Exercise directions>
Please quote everything in the plotly assignment text from "For this assignment we’ll use" down to "and Britsh Columbia.", word for word.

Excerpted text>
# # # # # # #

This is Assignment Two, Developing Data Products of the Data Science Specialization in Coursera. This document outlines how to create a simple plot using the plotly package in R.
For this assignment we’ll use greenhouse gas emissions data from the Greenhouse Gas Reporting Program in the Government of Canada website. The Greenhouse Gas Reporting Program (GHGRP) collects information on greenhouse gas (GHG) emissions annually from facilities across Canada. It is a mandatory program for those who meet the requirements. For more information, check out the website at [https://climate-change.canada.ca/facility-emissions]
Facilities that emit 50 kilotonnes or more of GHGs, in carbon dioxide (CO2) equivalent (eq.) units, per year must report their emissions to Environment and Climate Change Canada. For this assignment we’ll focus on the western provinces of Alberta and Britsh Columbia.

# # # # # # #

Items from a labeling collection:
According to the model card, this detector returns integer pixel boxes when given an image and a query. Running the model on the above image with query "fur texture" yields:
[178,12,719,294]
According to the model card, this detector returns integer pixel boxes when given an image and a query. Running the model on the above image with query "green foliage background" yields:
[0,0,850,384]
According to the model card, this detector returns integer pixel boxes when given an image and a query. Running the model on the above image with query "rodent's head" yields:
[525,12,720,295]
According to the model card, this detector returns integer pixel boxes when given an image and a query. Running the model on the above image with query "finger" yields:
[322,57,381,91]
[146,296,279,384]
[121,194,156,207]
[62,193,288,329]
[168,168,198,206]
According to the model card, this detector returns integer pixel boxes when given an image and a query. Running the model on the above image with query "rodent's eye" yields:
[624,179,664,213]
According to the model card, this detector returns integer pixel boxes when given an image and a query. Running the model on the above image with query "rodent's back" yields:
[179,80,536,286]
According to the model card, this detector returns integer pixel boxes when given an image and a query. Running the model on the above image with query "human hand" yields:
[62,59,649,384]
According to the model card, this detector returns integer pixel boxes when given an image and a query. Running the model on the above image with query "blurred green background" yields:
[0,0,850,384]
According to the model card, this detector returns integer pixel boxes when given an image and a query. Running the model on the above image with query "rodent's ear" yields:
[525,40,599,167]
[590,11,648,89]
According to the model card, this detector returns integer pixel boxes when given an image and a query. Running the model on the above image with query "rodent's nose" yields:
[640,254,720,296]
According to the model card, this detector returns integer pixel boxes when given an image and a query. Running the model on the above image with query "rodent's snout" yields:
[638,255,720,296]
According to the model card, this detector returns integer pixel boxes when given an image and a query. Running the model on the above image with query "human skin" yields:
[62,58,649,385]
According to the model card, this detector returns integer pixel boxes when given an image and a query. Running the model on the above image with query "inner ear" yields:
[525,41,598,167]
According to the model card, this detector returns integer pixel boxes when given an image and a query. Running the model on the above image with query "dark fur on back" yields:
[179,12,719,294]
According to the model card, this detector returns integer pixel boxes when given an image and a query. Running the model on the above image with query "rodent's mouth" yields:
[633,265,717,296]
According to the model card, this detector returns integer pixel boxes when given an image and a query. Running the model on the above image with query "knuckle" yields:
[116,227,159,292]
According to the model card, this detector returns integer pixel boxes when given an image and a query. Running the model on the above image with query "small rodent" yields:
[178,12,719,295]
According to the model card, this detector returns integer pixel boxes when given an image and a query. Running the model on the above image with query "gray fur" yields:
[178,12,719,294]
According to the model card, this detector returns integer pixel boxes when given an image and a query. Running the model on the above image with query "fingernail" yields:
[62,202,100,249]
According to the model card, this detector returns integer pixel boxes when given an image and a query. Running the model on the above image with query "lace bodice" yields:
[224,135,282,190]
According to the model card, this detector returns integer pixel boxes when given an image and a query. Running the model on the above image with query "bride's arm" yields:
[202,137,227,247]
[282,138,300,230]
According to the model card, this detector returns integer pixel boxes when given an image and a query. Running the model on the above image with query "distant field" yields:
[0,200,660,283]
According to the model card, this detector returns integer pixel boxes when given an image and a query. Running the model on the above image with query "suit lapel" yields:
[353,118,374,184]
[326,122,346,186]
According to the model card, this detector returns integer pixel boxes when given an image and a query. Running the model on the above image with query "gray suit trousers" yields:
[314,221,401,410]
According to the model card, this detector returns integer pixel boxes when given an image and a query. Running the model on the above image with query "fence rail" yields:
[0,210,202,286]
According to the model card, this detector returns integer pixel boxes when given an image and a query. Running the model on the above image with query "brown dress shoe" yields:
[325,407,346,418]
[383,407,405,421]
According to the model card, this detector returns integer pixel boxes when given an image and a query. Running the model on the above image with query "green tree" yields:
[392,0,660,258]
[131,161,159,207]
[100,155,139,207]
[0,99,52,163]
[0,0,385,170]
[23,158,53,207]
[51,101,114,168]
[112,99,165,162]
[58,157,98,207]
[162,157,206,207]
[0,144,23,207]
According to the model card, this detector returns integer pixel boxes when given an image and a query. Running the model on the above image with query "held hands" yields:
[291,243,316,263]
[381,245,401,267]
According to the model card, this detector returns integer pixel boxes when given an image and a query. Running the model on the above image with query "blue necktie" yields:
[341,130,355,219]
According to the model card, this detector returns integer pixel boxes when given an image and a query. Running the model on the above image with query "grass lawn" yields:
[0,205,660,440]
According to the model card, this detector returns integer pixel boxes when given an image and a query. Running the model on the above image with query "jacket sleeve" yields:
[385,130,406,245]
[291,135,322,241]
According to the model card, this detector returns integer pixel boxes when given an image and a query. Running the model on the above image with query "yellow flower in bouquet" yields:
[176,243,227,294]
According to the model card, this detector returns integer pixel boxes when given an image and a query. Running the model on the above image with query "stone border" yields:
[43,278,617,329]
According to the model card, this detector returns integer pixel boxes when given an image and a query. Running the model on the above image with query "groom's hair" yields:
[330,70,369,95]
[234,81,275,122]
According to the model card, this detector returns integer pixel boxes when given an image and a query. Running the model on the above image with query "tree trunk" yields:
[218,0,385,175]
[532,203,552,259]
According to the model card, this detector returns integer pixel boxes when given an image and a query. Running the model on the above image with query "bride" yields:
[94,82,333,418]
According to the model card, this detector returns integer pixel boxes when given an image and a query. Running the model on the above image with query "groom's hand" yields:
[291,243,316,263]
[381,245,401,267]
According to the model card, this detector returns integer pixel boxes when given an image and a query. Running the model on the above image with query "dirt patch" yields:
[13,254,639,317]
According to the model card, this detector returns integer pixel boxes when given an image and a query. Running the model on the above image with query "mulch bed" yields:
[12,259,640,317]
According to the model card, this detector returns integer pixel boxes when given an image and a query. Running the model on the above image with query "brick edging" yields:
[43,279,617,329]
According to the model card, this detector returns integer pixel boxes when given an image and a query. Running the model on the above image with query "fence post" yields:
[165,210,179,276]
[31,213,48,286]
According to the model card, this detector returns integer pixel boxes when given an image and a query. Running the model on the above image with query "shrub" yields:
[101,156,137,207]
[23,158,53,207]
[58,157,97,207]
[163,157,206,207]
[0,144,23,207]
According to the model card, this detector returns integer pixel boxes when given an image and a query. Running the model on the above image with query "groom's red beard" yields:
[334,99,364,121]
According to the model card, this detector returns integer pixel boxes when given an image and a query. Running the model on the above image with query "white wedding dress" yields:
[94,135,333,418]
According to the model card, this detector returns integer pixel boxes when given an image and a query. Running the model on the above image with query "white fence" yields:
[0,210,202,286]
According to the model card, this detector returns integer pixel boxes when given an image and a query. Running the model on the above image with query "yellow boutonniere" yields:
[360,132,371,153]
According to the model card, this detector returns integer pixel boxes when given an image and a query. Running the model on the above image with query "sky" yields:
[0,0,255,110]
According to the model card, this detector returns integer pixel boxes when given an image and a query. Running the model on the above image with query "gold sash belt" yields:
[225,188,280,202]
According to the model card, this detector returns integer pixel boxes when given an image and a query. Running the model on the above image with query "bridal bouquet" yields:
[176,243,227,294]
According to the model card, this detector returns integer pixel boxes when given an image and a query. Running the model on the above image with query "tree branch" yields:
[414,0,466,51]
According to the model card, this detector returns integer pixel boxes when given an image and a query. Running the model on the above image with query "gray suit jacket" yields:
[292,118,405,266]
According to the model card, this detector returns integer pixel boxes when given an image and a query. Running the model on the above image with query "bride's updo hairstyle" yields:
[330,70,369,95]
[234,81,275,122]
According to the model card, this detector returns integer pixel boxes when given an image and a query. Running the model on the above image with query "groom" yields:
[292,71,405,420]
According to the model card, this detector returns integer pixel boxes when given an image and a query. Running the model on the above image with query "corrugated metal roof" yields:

# # # # # # #

The output>
For this assignment we’ll use greenhouse gas emissions data from the Greenhouse Gas Reporting Program in the Government of Canada website. The Greenhouse Gas Reporting Program (GHGRP) collects information on greenhouse gas (GHG) emissions annually from facilities across Canada. It is a mandatory program for those who meet the requirements. For more information, check out the website at [https://climate-change.canada.ca/facility-emissions]
Facilities that emit 50 kilotonnes or more of GHGs, in carbon dioxide (CO2) equivalent (eq.) units, per year must report their emissions to Environment and Climate Change Canada. For this assignment we’ll focus on the western provinces of Alberta and Britsh Columbia.